**Written instruction a**
Reproduce the records that follow the Summer Festival text line for line, leaving out the pictures.

This is part two in a series about the planning of the annual Summer School and Festival. You can catch up on part one, here Every Summer Festival is a problem. Not a problem in the “something is wrong” sense of the word (although there is always something that goes wrong), but a problem more in the chess-related sense of the word, a complicated puzzle whose solution requires careful thought. Two weeks ago, I wrote that putting together a Summer School and Festival was like working a puzzle. But that metaphor leaves a bit to be desired. A jigsaw puzzle implies that there exists a single fixed solution, that every piece will inevitably slot into its predetermined space. Planning something with as many moving parts as a Summer Festival, though, doesn’t work like that. Solutions sometimes create other problems, and often the picture changes just when you think you’ve got it all figured out. A Summer Festival, then, is not really a picture that comes together in a prescribed way; it’s a problem to be solved. And it’s up to the Artistic Operations Department to solve some of the biggest problems. At the risk of sounding a bit trite, the Artistic Operations Department is tasked with the oversight of all things related to the operations of the Academy’s artistic endeavors. At the risk of sounding more than a bit trite, as an artistic organization, that is most of our endeavors. Artistic Operations is responsible for programming (what works are performed, as well as when and where); planning and overseeing curriculum; hiring and working with faculty; engaging guest artists and speakers; scheduling anything and everything pertaining to artistic or educational projects, including lessons, seminars, rehearsals, sectionals, and more. And this is to say nothing of year-round and offseason activities like the Sing! Program; the Alumni Enterprise Awards; tours for the winners of the Marilyn Horne Song Competition, Solo Piano Competition, and Duo Competition; and other one-off musical performances for donors, board gatherings, and meetings of the Women’s Auxiliary.

**Record excerpts**
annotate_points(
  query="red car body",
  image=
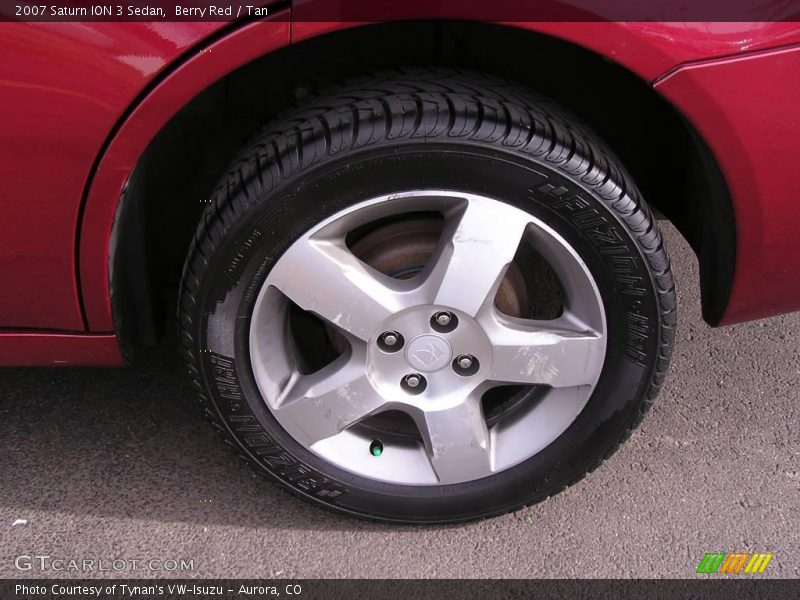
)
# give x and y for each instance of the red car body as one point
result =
(82, 101)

**Written instruction b**
In the Summer Festival text, which department has to solve some of the biggest problems?

**Complete response a**
annotate_points(
  query="red car body",
  image=
)
# give x and y for each instance of the red car body as one point
result =
(82, 101)

**Complete response b**
The Artistic Operations Department.